Assigned task: The data needs to be returned in full, exactly as it reads.

Data supplied:
☆ ☆ ☆ ☆

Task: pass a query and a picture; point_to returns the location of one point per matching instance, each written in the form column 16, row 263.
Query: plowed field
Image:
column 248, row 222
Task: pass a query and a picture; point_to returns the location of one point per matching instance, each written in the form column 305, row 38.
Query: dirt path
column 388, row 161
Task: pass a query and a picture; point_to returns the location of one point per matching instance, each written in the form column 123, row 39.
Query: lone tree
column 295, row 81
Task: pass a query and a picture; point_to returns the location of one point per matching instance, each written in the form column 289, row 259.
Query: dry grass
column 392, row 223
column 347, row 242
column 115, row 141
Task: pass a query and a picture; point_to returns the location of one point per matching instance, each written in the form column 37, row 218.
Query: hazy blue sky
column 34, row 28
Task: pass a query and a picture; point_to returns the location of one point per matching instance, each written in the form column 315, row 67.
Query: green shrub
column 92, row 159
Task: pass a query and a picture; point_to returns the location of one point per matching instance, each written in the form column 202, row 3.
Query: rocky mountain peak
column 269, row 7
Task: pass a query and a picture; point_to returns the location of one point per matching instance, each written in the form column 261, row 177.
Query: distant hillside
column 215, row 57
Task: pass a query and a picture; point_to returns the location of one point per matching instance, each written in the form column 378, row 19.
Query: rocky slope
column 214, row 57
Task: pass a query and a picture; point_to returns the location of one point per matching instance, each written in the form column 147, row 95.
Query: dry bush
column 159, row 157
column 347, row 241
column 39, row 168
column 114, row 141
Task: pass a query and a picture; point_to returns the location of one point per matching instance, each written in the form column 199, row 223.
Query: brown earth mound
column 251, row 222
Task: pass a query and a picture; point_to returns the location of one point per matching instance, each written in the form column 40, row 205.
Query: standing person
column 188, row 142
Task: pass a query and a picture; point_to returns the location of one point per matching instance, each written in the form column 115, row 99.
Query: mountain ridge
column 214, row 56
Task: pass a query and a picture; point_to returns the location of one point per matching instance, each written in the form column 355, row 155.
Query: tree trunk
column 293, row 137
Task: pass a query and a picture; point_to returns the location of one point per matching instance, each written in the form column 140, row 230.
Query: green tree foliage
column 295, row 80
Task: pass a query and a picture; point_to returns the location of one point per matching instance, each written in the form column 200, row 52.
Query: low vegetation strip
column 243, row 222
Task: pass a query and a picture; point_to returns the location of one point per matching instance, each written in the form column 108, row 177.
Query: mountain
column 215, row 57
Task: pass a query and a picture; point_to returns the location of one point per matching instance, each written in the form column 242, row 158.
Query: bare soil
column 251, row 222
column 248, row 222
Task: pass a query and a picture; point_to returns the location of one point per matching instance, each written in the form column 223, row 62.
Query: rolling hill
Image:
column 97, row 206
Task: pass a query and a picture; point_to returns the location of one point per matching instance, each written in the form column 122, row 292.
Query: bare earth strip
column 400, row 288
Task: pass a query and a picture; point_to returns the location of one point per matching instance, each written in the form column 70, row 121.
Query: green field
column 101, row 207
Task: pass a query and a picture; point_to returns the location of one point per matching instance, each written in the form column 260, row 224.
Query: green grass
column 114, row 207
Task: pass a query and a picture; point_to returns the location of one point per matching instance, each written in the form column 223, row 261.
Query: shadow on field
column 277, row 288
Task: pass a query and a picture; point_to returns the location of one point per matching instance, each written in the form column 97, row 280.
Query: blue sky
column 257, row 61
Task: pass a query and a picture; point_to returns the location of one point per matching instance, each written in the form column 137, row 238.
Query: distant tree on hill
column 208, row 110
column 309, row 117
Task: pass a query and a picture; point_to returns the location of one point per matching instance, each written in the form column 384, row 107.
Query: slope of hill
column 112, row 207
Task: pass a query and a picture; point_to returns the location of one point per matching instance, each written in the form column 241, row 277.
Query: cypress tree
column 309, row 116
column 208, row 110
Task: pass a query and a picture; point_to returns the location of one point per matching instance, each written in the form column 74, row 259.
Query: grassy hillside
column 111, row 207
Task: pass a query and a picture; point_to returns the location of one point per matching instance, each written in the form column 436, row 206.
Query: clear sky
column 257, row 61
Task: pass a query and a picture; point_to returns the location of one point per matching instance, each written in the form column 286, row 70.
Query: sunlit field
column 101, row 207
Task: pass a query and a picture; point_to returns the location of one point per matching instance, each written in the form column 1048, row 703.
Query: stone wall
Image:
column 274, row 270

☆ ☆ ☆ ☆

Exercise output:
Task: pass a query and a picture; point_to returns the location of one point per matching instance, each written in the form column 16, row 263.
Query: plowed field
Image:
column 248, row 222
Task: pass a query and a picture; point_to returns the location of one point per matching instance, each written in the form column 305, row 38.
Query: dirt path
column 388, row 161
Task: pass a query and a picture; point_to returns the location of one point per matching instance, each written in the form column 123, row 39.
Query: lone tree
column 295, row 81
Task: pass a query and a picture; point_to returns the location of one point per matching instance, each written in the form column 289, row 259.
Query: dry grass
column 392, row 223
column 347, row 242
column 115, row 141
Task: pass a query and a picture; point_to returns the location of one point per matching instance, each written in the form column 37, row 218.
Query: hazy blue sky
column 34, row 28
Task: pass a query and a picture; point_to returns the location of one point per matching instance, each written in the form column 315, row 67.
Query: green shrub
column 92, row 159
Task: pass a query and a picture; point_to returns the location of one point per matching instance, each written in the form column 202, row 3.
Query: rocky mountain peak
column 269, row 7
Task: pass a query and a picture; point_to returns the location of one point per matching instance, each written in the form column 261, row 177.
Query: distant hillside
column 215, row 57
Task: pass a query and a picture; point_to returns the location of one point per matching instance, each written in the form column 378, row 19.
Query: rocky slope
column 214, row 57
Task: pass a query and a picture; point_to returns the location of one point per matching instance, each written in the form column 147, row 95.
Query: dry bush
column 159, row 157
column 347, row 241
column 39, row 168
column 114, row 141
Task: pass a query and a picture; point_to returns the location of one point per matching instance, each written in the form column 199, row 223.
Query: brown earth mound
column 251, row 222
Task: pass a query and a picture; point_to returns the location of one point per matching instance, each written in the form column 40, row 205.
Query: standing person
column 188, row 142
Task: pass a query and a picture; point_to returns the location of one point per matching instance, each written in the form column 115, row 99.
Query: mountain ridge
column 214, row 56
Task: pass a query and a picture; point_to returns the location of one point per matching instance, each written in the form column 355, row 155.
Query: tree trunk
column 293, row 137
Task: pass a query and a picture; point_to returns the location of one point per matching instance, each written in the form column 140, row 230.
Query: green tree foliage
column 295, row 80
Task: pass a query and a picture; point_to returns the location of one point per matching instance, each written in the form column 200, row 52.
Query: low vegetation strip
column 243, row 222
Task: pass a query and a picture; point_to returns the location of one point per matching instance, each written in the form column 108, row 177.
Query: mountain
column 215, row 57
Task: pass a query and a picture; point_to returns the location of one point per matching instance, each written in the form column 242, row 158.
Query: bare soil
column 251, row 222
column 248, row 222
Task: pass a query and a picture; point_to returns the location of one point per matching instance, each written in the form column 223, row 62.
Query: rolling hill
Image:
column 97, row 206
Task: pass a query and a picture; point_to returns the location of one point per matching instance, each written in the form column 122, row 292.
Query: bare earth strip
column 400, row 288
Task: pass a query and a picture; point_to returns the location of one point per matching instance, each written in the form column 70, row 121.
Query: green field
column 101, row 207
Task: pass a query and a picture; point_to returns the location of one point per matching instance, each written in the form column 260, row 224.
Query: green grass
column 114, row 207
Task: pass a query and a picture; point_to returns the location of one point per matching instance, each written in the form column 223, row 261.
Query: shadow on field
column 277, row 288
Task: pass a query and a picture; point_to returns the location of one point per matching instance, each written in the form column 97, row 280.
Query: blue sky
column 257, row 61
Task: pass a query and a picture; point_to returns the location of one point per matching instance, each written in the form column 137, row 238.
Query: distant tree on hill
column 208, row 110
column 309, row 117
Task: pass a query and a picture; point_to returns the location of one point per matching instance, each written in the form column 384, row 107.
Query: slope of hill
column 112, row 207
Task: pass a query and a picture; point_to returns the location of one point per matching instance, each written in the form column 241, row 277.
Query: cypress tree
column 309, row 116
column 208, row 110
Task: pass a query and a picture; point_to returns the location of one point per matching instance, each written in the form column 74, row 259.
Query: grassy hillside
column 111, row 207
Task: pass a query and a picture; point_to returns the location of one point per matching instance, each written in the form column 436, row 206.
Query: clear sky
column 257, row 61
Task: pass a query and a picture; point_to returns the location of one point per matching instance, each written in the form column 286, row 70.
Query: sunlit field
column 101, row 207
Task: pass a query and a picture; point_to returns the location of one point per matching instance, each written in the form column 1048, row 703.
Query: stone wall
Image:
column 274, row 270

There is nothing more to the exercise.